Malay Roy Choudhury (born 29 October 1939) is an Indian Bengali poet, playwright, short story writer, essayist and novelist who founded the Hungryalist movement in the 1960s.
Roy Choudhury was born in Patna, Bihar, India, into the Sabarna Roy Choudhury clan, which owned the villages that became Kolkata. He grew up in Patna's Imlitala ghetto, which was mainly inhabited by Dalit Hindus and Shia Muslims. His was the only Bengali family. His father, Ranjit (1909–1991) was a photographer in Patna; his mother, Amita (1916–1982), was from a progressive family of the 19th-century Bengali Renaissance. His grandfather, Laksmikanta Roy Choudhury, was a photographer in Kolkata who had been trained by Rudyard Kipling's father, the curator of the Lahore Museum.

At the age of three, Roy Choudhury was admitted to a local Catholic school, and later, he was sent to the Oriental Seminary. The school was administered by the Brahmo Samaj movement, a monotheistic religion founded in 1830 in Kolkata by Ram Mohun Roy, who aimed to purify Hinduism and recover the simple worship of the Vedas. There, Roy Choudhury met student-cum-librarian Namita Chakraborty, who introduced him to Sanskrit and Bengali classics. All religious activities were banned at the school, and Roy Choudhury has said that his childhood experience made him instinctively secular.

* Raw data:

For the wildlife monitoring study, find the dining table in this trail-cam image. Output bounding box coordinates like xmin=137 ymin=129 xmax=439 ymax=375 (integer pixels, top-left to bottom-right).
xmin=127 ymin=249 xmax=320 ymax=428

* Set task 1: Reproduce word for word the portion of the passage on Malay Roy Choudhury that begins with the words containing "Malay Roy Choudhury" and ends with "the Lahore Museum.".
* Set task 2: Supply the continuation of the passage on Malay Roy Choudhury, starting right after its last sentence.
The data play no part in the work asked for here.

* Final result 1:
Malay Roy Choudhury (born 29 October 1939) is an Indian Bengali poet, playwright, short story writer, essayist and novelist who founded the Hungryalist movement in the 1960s.
Roy Choudhury was born in Patna, Bihar, India, into the Sabarna Roy Choudhury clan, which owned the villages that became Kolkata. He grew up in Patna's Imlitala ghetto, which was mainly inhabited by Dalit Hindus and Shia Muslims. His was the only Bengali family. His father, Ranjit (1909–1991) was a photographer in Patna; his mother, Amita (1916–1982), was from a progressive family of the 19th-century Bengali Renaissance. His grandfather, Laksmikanta Roy Choudhury, was a photographer in Kolkata who had been trained by Rudyard Kipling's father, the curator of the Lahore Museum.

* Final result 2:
Roy Choudhury has proficiency in English, Hindi, Bhojpuri and Maithili, apart from his mother tongue Bengali. He was influenced, though, by the Shia Muslim neighbors who recited Ghalib and Faiz in the Imlitala locality. At the same time his father had two workers Shivnandan Kahar and Ramkhelawan Singh Dabar at his photographic shop at Patna ; these two persons introduced Roy Choudhury to Ramcharitmanasa written by Tulasidasa as well as saint poets Rahim, Dadu and Kabir

Roy Choudhury did his Masters in Humanities. He later studied Rural Development which gave him a job to visit almost entire India for the upliftment of farmers, weavers, fishermen, artisans, craftsmen, potters, cobblers, landless labourers, jute farmers, potato growers and various under-caste Indians.
The Hungryalist movement was initially led by Roy Choudhury; his brother, Samir Roychoudhury; Shakti Chattopadhyay; and Haradhon Dhara, known as Debi Roy. Thirty more poets and artists subsequently joined them, the best-known being Rajkamal Chaudhary, Binoy Majumdar, Utpal Kumar Basu, Falguni Roy, Subimal Basak, Tridib Mitra, Rabindra Guha, and Anil Karanjai. The movement's English name was derived from Geoffrey Chaucer's line "in the sowre hungry tyme", and its philosophy was based on Oswald Spengler's "The Decline of the West".

Hungryalism petered out in 1965, when the West Bengal government issued arrest warrants for eleven Hungryalists, including Roy Choudhury and his brother. Some members, such as Subhash Ghosh and Saileshwar Ghosh, testified against Roy Choudhury in Kolkata's Bankshall Court. He was jailed for a month for his poem Stark Electric Jesus by Kolkata Bankshall Court in 1966. However he was exonerated by the Kolkata High Court in 1967. From the letters of Sunil Gangopadhyay written to Sandipan Chattopadhyay during 1964 published recently it is known that Sunil Gangopadhyay felt that Hungry generation literary movement was a threat to his Krittibas group of poets of 1950s.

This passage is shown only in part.